◆ **EXERCISE GOAL**: Can you format everything from the first line of the items down to and including the line containing "pixel 151 71" as a JSON list of strings, one string per line, with blank lines left out?

___ RECORDS PROVIDED

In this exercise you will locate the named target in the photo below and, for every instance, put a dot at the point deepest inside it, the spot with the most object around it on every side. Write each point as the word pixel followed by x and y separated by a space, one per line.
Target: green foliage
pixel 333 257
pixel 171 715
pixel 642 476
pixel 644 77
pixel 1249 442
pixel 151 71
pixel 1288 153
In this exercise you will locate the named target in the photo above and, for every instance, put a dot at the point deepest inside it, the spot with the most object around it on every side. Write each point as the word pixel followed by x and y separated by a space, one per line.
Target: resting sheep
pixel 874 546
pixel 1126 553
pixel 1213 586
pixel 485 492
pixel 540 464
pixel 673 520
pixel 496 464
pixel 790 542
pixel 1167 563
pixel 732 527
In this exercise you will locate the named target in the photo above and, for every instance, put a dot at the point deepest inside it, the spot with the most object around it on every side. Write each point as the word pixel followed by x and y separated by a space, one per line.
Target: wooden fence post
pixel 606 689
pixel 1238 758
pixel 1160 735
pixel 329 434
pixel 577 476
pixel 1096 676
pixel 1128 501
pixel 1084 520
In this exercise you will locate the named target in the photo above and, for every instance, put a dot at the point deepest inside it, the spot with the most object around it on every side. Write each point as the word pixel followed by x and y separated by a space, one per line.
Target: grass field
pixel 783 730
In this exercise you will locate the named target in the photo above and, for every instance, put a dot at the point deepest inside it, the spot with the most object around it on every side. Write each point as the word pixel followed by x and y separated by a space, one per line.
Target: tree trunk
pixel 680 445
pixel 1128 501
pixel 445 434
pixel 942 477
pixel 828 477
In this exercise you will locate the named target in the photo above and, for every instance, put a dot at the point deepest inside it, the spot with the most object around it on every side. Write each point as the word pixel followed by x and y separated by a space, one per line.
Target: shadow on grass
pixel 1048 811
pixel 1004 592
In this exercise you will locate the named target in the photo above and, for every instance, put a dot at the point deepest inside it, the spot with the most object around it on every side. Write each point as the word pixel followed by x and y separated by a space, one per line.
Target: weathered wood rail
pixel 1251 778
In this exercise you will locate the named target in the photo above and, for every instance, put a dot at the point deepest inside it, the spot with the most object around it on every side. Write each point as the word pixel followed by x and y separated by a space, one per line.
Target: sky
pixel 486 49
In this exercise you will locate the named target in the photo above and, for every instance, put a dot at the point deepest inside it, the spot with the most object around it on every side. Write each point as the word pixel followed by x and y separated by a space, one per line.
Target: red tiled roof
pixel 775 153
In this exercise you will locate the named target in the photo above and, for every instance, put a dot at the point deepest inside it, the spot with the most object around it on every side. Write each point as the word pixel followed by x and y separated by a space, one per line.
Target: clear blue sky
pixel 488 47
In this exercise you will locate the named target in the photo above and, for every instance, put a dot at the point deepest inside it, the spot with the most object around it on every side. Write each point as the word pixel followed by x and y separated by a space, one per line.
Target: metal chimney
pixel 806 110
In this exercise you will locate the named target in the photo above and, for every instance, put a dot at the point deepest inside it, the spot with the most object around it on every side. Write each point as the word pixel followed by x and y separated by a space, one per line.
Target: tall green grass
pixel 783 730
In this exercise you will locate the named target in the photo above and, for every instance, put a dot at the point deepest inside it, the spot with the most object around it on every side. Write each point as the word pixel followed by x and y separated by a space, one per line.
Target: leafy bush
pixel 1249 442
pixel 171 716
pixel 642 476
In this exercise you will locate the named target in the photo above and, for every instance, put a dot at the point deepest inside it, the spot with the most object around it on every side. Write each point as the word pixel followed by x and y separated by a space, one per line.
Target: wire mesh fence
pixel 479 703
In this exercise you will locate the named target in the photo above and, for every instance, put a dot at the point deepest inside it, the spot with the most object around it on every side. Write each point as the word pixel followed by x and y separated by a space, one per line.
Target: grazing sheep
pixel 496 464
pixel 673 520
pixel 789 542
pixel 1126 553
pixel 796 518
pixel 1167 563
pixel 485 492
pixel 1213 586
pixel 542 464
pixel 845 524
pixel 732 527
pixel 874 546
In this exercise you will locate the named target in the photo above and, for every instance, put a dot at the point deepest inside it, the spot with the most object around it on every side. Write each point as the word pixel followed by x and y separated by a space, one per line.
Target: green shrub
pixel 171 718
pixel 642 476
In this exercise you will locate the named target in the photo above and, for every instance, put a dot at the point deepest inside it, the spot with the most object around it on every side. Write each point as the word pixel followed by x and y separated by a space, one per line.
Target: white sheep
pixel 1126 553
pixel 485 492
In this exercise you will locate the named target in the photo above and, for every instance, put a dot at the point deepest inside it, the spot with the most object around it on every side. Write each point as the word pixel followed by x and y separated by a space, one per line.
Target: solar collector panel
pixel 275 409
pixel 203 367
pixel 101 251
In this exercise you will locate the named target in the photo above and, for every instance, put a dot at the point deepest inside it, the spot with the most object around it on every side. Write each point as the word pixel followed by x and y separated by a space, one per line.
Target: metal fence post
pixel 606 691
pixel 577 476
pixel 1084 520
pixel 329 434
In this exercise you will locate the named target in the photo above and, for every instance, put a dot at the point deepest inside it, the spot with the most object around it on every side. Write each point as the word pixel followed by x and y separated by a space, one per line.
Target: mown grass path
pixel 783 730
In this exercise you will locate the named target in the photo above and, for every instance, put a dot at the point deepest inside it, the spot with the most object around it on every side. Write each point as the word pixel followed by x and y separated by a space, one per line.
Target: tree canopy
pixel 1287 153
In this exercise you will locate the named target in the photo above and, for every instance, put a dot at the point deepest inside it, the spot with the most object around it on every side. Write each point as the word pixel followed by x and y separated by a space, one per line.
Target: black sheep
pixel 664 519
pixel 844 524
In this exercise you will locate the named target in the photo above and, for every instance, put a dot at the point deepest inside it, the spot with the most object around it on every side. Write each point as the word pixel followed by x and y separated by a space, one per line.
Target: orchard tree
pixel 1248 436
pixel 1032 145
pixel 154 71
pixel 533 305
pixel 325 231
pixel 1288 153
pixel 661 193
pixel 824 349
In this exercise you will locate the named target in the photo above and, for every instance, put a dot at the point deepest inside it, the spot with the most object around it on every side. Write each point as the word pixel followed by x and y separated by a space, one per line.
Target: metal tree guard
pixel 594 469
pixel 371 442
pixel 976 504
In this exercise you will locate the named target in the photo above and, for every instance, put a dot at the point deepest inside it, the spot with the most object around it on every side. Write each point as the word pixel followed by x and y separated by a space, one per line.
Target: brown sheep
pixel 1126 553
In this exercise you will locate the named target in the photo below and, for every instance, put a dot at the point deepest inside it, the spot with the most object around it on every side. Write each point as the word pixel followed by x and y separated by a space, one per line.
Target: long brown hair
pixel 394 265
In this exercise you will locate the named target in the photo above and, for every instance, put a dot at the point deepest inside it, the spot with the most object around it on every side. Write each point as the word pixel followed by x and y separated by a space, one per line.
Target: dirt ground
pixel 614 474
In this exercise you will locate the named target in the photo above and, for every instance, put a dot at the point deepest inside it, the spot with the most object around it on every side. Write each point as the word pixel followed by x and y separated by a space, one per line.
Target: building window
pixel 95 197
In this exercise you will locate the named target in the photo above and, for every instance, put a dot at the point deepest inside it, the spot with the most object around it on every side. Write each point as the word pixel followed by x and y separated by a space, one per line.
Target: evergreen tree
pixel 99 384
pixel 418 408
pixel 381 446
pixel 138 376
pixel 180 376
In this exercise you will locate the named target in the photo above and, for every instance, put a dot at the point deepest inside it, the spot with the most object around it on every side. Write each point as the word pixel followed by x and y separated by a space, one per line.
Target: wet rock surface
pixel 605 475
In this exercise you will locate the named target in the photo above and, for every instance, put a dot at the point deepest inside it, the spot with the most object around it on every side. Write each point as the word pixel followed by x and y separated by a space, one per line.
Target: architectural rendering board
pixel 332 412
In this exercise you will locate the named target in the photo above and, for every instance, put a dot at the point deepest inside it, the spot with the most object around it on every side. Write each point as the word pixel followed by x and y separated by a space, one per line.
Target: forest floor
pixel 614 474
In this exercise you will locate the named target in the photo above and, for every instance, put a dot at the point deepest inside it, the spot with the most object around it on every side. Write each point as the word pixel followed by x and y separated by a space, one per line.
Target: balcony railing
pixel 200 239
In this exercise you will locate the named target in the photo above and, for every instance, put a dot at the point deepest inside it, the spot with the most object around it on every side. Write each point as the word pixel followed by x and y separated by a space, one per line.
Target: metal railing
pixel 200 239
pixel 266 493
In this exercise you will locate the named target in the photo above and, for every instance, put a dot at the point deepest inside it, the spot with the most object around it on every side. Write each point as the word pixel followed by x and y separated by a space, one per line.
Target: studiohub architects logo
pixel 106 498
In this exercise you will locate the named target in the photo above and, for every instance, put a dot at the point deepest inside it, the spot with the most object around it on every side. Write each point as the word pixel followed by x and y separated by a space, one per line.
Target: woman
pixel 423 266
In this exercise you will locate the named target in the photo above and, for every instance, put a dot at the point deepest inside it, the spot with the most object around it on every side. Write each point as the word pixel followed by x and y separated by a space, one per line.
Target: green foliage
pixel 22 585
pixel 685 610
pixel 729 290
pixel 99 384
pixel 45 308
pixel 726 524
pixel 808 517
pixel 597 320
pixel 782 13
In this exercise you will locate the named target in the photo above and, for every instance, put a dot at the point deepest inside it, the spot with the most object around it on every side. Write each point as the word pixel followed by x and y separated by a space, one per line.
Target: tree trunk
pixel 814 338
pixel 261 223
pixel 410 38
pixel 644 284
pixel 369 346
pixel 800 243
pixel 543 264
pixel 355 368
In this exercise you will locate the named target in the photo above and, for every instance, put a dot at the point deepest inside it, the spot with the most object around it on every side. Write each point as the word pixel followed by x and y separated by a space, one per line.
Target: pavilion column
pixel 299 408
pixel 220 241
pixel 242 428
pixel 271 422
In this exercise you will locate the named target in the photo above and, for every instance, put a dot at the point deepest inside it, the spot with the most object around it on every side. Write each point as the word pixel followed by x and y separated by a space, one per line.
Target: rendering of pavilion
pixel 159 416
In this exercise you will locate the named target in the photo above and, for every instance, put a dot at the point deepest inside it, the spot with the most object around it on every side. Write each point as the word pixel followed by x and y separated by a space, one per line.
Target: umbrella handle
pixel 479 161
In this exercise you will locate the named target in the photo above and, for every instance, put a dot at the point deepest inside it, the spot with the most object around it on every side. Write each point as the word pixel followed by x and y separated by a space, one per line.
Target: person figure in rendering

______

◆ **REPLY TO THE EXERCISE**:
[
  "In this exercise you will locate the named target in the photo below and, for every instance, put a dot at the point deepest inside it, the spot with the most object around it on every side. Write each point as the word pixel followed by x and y separated by a space, one per line.",
  "Target: green foliage",
  "pixel 333 257",
  "pixel 171 715",
  "pixel 642 476",
  "pixel 644 77",
  "pixel 1249 442",
  "pixel 151 71"
]